TO BE DONE =>
Locate every line in the records below that contains the word "windshield", treating uppercase and lowercase letters as distinct, and copy each such line in full.

======== EXTRACTED ENTRIES ========

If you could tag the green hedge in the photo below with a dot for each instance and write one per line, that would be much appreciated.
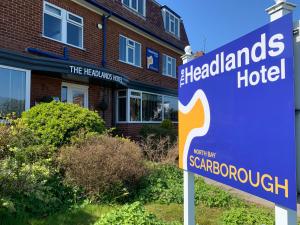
(55, 123)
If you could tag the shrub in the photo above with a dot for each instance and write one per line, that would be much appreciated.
(167, 124)
(247, 216)
(4, 140)
(28, 176)
(107, 168)
(164, 130)
(156, 150)
(55, 123)
(172, 156)
(133, 214)
(165, 185)
(29, 179)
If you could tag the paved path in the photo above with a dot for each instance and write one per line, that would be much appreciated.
(248, 197)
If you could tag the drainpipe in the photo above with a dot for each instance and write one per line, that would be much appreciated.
(104, 32)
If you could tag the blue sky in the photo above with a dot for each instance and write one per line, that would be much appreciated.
(213, 23)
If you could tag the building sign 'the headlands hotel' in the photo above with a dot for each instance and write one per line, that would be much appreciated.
(118, 57)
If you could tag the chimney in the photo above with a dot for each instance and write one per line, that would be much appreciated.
(280, 9)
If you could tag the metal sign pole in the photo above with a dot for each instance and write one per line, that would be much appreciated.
(189, 188)
(283, 216)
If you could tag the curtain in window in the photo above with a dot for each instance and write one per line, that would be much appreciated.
(164, 64)
(141, 7)
(126, 2)
(152, 107)
(12, 91)
(137, 54)
(122, 49)
(171, 108)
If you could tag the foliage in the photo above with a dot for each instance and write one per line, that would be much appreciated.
(156, 150)
(4, 140)
(165, 185)
(55, 123)
(133, 214)
(159, 132)
(247, 216)
(28, 176)
(158, 140)
(108, 168)
(167, 124)
(172, 156)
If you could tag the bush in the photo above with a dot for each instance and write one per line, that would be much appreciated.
(165, 185)
(107, 168)
(29, 179)
(247, 216)
(167, 124)
(133, 214)
(55, 123)
(156, 150)
(4, 140)
(164, 130)
(28, 176)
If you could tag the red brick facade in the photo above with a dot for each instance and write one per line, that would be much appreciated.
(21, 27)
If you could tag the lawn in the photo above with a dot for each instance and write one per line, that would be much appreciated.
(88, 214)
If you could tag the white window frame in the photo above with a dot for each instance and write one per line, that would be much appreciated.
(165, 71)
(177, 35)
(64, 20)
(137, 7)
(131, 47)
(27, 83)
(117, 105)
(71, 86)
(128, 97)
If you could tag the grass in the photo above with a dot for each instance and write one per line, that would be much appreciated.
(88, 214)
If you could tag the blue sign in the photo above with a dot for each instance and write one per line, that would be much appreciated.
(152, 60)
(237, 114)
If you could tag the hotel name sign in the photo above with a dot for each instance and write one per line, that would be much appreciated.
(96, 73)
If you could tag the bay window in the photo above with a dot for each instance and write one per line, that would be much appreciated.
(62, 26)
(169, 66)
(135, 106)
(14, 90)
(143, 107)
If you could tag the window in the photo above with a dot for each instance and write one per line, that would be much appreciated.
(74, 93)
(172, 23)
(171, 108)
(63, 26)
(138, 6)
(121, 108)
(14, 90)
(144, 107)
(130, 51)
(152, 107)
(169, 66)
(135, 106)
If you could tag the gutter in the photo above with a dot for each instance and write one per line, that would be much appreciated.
(104, 32)
(98, 5)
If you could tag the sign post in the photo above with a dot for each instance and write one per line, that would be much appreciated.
(188, 178)
(283, 216)
(237, 118)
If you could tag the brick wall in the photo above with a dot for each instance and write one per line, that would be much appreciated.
(21, 27)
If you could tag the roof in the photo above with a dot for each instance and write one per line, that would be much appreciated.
(153, 22)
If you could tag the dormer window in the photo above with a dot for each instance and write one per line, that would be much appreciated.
(171, 22)
(139, 6)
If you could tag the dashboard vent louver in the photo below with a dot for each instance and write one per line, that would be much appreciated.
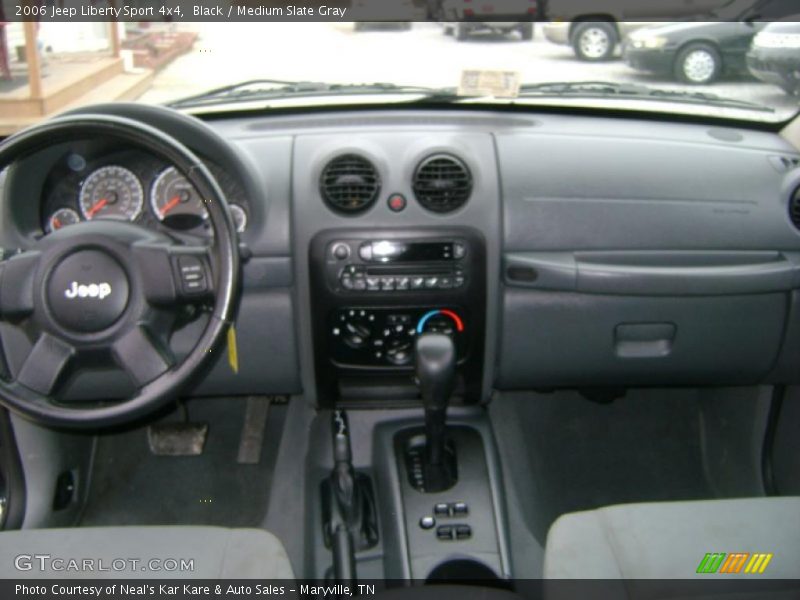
(442, 183)
(794, 208)
(350, 183)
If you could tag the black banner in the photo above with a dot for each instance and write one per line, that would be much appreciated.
(623, 589)
(396, 10)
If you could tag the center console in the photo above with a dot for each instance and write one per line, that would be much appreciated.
(375, 291)
(399, 317)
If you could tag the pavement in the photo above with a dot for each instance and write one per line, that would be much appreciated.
(228, 53)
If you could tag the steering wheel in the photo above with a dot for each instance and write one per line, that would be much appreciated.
(109, 293)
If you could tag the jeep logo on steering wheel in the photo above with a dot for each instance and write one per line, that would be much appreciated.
(92, 290)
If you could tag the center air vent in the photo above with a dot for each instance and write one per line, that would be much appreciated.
(350, 183)
(442, 183)
(794, 208)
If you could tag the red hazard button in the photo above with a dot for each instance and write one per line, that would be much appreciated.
(397, 202)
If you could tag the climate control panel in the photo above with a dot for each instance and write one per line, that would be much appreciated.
(384, 337)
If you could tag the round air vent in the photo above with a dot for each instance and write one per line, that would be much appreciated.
(442, 183)
(794, 208)
(350, 183)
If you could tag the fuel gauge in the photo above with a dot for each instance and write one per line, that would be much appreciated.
(61, 218)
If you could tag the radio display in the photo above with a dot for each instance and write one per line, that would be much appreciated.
(386, 251)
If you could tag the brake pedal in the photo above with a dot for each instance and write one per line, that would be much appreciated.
(177, 439)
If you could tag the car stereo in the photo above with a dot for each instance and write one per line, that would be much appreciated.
(390, 265)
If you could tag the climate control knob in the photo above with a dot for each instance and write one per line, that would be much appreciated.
(356, 335)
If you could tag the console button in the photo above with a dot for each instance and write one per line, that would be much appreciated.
(340, 251)
(441, 509)
(427, 522)
(445, 532)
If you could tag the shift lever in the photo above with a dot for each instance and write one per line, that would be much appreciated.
(436, 374)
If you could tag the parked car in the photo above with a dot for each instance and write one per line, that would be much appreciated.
(699, 52)
(397, 15)
(774, 56)
(595, 32)
(591, 40)
(463, 18)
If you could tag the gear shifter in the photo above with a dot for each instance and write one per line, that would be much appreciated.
(436, 374)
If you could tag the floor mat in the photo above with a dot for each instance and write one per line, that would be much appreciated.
(571, 454)
(132, 486)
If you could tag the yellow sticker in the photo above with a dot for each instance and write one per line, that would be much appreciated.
(233, 351)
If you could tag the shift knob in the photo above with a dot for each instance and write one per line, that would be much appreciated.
(436, 369)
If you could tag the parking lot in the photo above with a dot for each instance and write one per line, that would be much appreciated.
(232, 52)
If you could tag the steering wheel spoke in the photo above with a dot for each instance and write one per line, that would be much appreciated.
(143, 357)
(17, 285)
(46, 362)
(174, 274)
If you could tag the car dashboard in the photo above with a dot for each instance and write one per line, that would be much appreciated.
(559, 250)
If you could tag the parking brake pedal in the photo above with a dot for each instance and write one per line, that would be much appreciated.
(177, 439)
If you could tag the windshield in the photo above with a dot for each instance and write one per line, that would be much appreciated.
(704, 68)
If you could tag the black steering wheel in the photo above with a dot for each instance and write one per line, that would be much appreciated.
(109, 293)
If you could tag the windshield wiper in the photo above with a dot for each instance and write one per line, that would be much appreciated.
(270, 89)
(610, 89)
(273, 89)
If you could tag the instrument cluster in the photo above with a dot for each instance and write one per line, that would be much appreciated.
(129, 185)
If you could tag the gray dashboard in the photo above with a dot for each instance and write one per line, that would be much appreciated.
(619, 251)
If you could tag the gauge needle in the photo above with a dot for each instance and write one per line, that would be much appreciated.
(174, 201)
(97, 206)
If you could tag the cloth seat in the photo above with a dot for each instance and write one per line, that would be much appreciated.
(160, 552)
(669, 540)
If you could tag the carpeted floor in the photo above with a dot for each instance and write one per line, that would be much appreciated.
(131, 486)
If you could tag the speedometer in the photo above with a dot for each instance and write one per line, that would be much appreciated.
(111, 192)
(175, 201)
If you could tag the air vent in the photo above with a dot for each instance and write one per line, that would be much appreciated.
(442, 183)
(794, 208)
(350, 183)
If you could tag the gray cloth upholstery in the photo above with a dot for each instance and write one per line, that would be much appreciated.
(668, 540)
(215, 552)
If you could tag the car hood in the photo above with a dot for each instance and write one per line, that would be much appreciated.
(686, 28)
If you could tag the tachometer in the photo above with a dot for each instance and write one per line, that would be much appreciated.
(111, 192)
(61, 218)
(239, 217)
(175, 200)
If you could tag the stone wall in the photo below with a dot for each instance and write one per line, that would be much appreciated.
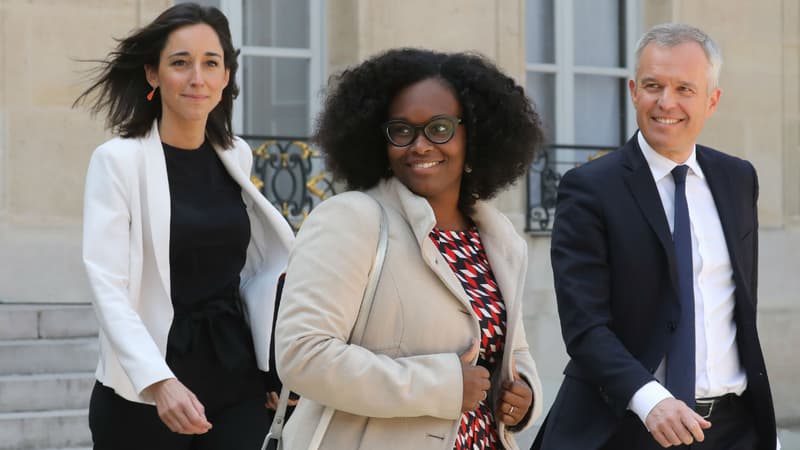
(44, 143)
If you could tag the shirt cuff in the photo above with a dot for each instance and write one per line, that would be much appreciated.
(646, 398)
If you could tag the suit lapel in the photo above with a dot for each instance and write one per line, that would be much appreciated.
(729, 211)
(159, 209)
(643, 189)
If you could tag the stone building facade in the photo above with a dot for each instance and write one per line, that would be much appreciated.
(45, 143)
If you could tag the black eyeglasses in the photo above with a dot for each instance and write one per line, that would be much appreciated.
(438, 130)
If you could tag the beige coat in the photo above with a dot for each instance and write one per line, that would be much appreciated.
(126, 217)
(403, 388)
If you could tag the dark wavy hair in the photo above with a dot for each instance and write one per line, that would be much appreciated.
(120, 85)
(503, 129)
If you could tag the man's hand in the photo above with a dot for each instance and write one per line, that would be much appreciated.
(274, 397)
(672, 422)
(178, 407)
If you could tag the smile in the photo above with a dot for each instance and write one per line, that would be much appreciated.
(425, 164)
(666, 121)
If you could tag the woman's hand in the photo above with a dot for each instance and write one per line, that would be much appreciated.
(476, 379)
(516, 399)
(178, 407)
(274, 397)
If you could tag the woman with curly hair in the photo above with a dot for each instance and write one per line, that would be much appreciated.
(182, 251)
(443, 362)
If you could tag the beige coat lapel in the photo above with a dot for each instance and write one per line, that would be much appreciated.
(421, 219)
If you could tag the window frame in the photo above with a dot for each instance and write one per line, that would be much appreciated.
(564, 68)
(315, 54)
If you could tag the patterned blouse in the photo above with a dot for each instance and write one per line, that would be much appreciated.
(464, 253)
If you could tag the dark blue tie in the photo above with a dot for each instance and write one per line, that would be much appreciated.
(680, 359)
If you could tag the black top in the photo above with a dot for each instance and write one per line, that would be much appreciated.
(209, 229)
(209, 234)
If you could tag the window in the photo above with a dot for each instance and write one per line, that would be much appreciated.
(578, 62)
(579, 56)
(280, 65)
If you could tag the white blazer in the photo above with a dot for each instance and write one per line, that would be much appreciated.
(126, 227)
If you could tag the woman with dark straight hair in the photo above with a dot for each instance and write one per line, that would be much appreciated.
(182, 251)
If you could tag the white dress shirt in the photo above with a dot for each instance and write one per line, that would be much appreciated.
(718, 370)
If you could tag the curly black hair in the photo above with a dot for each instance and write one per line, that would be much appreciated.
(503, 129)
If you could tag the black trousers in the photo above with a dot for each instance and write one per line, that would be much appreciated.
(119, 424)
(232, 390)
(732, 428)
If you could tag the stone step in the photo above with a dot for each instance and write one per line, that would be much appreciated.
(32, 356)
(35, 321)
(64, 429)
(42, 392)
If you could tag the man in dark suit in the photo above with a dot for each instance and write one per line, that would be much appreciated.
(654, 253)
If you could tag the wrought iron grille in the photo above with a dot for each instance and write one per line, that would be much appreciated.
(543, 177)
(290, 174)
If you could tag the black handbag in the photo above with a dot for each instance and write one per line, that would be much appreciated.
(273, 441)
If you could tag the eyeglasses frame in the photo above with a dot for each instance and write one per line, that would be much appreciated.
(421, 128)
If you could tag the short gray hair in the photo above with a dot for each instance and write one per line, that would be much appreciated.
(674, 34)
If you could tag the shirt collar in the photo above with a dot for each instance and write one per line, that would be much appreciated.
(661, 166)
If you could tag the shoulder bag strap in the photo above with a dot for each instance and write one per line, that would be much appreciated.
(276, 429)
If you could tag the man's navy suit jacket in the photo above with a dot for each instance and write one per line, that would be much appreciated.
(614, 267)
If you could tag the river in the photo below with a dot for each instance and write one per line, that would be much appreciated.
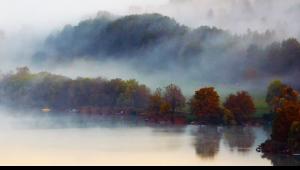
(27, 141)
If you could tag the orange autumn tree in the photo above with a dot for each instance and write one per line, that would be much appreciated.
(241, 105)
(206, 105)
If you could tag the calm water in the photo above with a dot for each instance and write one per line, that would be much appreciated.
(38, 143)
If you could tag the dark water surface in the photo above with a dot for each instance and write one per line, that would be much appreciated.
(120, 144)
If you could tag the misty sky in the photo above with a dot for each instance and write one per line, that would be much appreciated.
(20, 14)
(235, 15)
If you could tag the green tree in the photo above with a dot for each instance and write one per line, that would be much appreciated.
(174, 97)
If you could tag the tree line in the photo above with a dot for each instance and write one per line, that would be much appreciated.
(98, 95)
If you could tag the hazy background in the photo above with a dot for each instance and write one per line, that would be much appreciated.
(24, 25)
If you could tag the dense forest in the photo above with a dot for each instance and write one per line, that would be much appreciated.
(156, 43)
(97, 96)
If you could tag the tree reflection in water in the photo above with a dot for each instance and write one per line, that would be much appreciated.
(241, 139)
(207, 142)
(278, 160)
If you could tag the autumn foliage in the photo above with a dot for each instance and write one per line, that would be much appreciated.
(285, 136)
(241, 105)
(170, 100)
(206, 105)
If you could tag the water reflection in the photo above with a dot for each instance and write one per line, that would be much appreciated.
(278, 160)
(207, 142)
(241, 139)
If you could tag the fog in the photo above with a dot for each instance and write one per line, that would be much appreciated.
(24, 32)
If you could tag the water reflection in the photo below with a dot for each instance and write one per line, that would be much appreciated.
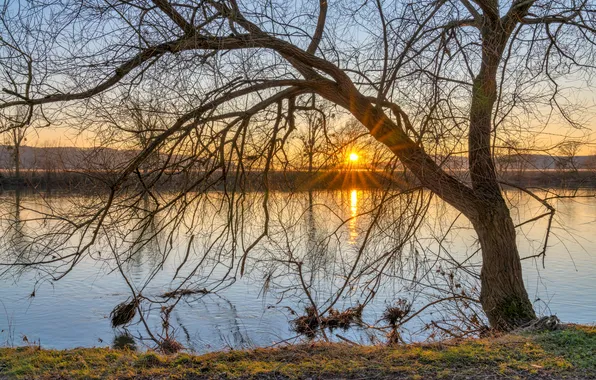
(353, 224)
(72, 312)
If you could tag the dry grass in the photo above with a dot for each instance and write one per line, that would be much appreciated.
(561, 354)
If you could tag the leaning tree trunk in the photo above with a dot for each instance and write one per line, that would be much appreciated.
(503, 295)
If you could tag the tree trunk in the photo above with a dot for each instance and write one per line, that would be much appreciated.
(503, 295)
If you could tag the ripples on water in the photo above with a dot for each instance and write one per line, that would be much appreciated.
(255, 309)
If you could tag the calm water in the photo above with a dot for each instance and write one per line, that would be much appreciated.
(255, 309)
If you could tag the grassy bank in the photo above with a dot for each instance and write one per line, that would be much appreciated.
(568, 353)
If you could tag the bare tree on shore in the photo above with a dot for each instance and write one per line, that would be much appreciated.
(425, 79)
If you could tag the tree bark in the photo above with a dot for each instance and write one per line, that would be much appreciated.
(503, 295)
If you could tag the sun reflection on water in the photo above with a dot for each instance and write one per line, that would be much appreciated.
(353, 215)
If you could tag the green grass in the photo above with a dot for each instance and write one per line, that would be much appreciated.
(560, 354)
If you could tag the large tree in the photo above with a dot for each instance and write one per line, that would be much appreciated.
(427, 79)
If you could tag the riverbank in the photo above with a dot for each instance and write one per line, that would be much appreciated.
(569, 353)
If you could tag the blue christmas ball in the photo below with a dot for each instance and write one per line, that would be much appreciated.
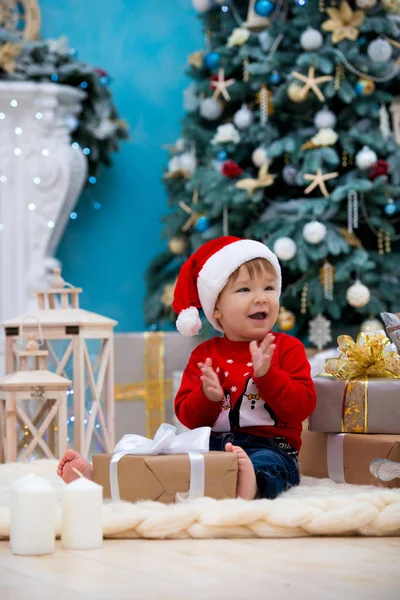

========

RESULT =>
If you could tag the windshield in the photo above with a dot for each instance and write one per line, that would be much appreciated.
If you could tag the windshield wiper in the photo above with a dot for each instance and write one per line, that would be much appreciated.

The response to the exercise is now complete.